WORK TO BE COMPLETED: Find and copy each line of the listing below that contains the word "handball". Matching is case-sensitive.

PROVIDED RECORDS:
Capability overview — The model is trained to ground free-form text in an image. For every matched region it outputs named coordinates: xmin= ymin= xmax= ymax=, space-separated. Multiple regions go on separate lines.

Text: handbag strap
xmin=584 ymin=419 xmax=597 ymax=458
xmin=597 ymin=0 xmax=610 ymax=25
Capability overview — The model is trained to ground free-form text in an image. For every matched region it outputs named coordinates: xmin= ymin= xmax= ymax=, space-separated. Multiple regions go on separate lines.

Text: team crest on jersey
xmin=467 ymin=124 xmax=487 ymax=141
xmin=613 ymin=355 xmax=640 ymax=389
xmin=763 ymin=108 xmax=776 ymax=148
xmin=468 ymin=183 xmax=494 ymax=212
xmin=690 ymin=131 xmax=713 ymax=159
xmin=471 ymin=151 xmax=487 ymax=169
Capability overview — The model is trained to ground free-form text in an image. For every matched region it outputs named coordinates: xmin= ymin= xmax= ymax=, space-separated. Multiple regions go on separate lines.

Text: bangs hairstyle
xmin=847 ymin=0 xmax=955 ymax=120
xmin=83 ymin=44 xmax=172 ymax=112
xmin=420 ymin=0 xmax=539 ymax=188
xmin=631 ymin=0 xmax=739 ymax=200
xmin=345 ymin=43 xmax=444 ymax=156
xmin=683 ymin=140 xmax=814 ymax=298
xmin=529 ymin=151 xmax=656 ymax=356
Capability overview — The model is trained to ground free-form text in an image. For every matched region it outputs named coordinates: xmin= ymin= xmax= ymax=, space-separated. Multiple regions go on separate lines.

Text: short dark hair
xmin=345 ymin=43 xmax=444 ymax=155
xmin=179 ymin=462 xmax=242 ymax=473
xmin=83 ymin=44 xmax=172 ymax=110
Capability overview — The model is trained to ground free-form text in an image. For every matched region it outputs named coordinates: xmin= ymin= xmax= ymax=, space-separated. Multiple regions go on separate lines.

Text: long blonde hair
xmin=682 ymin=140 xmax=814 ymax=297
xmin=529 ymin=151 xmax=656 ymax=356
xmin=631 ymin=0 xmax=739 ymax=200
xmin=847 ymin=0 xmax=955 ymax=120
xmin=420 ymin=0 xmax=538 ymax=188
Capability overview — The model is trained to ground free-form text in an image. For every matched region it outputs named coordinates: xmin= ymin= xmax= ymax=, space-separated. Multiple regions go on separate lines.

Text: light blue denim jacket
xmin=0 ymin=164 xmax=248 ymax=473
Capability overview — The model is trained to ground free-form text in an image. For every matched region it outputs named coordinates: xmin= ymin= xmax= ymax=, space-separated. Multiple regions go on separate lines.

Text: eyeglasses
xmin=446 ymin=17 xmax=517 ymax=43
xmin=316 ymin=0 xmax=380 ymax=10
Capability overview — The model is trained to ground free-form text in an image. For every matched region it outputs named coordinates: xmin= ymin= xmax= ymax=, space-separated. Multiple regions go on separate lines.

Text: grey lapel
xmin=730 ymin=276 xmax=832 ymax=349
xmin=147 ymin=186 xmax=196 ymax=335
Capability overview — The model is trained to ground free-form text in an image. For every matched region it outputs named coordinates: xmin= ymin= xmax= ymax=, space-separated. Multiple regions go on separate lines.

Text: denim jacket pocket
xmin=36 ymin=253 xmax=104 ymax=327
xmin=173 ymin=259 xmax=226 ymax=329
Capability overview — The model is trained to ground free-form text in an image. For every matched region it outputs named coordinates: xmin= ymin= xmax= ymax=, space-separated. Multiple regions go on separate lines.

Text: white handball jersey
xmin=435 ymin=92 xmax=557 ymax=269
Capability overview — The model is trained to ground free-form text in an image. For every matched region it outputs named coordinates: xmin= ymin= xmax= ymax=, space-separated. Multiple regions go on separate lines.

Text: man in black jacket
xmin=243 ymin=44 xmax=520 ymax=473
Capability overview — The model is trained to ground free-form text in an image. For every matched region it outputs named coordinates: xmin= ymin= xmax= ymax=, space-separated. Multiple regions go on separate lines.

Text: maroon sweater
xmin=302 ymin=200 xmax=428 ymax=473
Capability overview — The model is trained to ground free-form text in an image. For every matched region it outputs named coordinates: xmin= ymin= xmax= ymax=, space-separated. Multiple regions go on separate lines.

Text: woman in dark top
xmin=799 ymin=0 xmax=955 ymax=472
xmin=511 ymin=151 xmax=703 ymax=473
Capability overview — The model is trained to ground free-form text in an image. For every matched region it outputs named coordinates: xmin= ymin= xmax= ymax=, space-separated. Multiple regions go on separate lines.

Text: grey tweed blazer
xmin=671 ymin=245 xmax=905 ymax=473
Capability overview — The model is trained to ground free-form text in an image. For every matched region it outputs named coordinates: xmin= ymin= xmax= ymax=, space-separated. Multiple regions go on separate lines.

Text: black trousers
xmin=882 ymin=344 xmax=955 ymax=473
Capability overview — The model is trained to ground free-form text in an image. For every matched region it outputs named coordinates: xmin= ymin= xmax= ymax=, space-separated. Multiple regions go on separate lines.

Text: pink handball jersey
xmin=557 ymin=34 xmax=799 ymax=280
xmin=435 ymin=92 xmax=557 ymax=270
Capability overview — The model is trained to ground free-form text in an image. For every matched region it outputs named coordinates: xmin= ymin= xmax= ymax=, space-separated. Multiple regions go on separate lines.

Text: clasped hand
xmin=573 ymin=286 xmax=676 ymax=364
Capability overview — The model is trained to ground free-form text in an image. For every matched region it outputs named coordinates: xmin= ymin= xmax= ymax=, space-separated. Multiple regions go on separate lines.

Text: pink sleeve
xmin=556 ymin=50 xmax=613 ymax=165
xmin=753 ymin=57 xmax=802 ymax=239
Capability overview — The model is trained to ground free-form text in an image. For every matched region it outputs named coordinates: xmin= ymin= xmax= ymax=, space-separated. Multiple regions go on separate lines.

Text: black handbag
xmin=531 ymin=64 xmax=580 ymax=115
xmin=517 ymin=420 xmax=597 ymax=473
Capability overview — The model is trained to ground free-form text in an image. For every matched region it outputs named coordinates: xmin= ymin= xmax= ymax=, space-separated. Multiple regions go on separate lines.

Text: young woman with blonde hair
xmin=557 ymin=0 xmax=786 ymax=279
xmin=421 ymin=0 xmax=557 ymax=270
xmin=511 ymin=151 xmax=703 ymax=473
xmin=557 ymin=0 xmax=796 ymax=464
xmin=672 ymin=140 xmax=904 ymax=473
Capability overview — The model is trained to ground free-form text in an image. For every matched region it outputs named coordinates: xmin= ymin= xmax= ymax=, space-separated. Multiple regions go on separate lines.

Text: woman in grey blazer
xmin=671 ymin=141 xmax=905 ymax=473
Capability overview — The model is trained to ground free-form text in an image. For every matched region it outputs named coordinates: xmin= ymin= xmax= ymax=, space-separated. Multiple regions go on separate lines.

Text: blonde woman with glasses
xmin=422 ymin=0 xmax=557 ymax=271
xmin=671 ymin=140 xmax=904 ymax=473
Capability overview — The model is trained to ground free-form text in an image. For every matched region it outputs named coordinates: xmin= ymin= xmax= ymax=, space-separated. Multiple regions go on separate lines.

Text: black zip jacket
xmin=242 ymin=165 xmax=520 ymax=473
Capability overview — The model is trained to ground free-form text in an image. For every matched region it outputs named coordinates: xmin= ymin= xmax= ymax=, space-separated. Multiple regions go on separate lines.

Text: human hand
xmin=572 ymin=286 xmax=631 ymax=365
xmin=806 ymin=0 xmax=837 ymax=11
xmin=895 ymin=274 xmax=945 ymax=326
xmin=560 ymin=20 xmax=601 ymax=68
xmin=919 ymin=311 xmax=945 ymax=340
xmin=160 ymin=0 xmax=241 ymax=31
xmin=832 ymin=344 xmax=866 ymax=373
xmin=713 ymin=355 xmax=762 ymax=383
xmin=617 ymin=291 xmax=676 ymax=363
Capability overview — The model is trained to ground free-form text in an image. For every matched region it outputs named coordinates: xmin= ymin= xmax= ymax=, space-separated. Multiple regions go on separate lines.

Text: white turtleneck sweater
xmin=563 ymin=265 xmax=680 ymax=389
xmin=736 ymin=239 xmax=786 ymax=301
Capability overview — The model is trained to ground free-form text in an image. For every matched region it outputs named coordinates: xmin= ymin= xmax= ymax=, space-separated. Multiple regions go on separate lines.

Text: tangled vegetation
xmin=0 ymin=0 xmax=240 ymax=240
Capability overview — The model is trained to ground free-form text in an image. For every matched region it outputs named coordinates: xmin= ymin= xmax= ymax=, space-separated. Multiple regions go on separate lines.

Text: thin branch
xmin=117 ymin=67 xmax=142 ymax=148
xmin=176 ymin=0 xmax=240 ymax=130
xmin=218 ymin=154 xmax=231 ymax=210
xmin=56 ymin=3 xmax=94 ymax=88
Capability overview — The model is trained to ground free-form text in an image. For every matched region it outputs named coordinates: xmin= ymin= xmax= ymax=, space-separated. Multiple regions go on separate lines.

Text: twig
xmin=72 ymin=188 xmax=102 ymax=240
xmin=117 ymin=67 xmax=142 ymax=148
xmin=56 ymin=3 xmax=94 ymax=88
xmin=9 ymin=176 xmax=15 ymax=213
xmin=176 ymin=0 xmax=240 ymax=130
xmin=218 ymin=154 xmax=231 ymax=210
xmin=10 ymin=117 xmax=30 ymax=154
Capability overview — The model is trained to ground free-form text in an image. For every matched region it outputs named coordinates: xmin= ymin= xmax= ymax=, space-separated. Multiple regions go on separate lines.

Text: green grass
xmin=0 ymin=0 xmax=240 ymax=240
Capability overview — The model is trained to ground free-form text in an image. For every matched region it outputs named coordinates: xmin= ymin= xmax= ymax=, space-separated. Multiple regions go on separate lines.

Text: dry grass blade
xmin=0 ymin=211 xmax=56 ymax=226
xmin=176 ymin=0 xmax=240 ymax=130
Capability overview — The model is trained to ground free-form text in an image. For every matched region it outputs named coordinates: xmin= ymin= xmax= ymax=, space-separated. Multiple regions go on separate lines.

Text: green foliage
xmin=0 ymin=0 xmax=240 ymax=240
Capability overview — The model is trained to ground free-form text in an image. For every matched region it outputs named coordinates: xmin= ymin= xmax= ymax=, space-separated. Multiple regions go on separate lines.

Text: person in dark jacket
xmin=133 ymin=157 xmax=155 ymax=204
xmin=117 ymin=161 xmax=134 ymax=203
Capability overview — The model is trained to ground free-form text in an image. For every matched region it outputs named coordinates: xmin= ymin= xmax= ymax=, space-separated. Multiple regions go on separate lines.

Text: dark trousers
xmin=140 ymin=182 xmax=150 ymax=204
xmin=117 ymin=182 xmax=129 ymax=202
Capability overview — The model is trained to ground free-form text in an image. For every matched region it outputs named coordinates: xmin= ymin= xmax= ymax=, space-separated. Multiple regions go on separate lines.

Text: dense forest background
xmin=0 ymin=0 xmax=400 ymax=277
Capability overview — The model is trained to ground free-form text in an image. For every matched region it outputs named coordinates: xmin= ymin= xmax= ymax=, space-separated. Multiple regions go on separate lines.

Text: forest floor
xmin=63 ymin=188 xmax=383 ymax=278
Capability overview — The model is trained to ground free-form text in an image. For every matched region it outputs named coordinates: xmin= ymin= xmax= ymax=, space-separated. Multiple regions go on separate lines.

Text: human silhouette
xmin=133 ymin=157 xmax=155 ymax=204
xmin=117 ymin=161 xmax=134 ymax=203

SOLUTION BELOW:
Text: white handball jersey
Text: pink handball jersey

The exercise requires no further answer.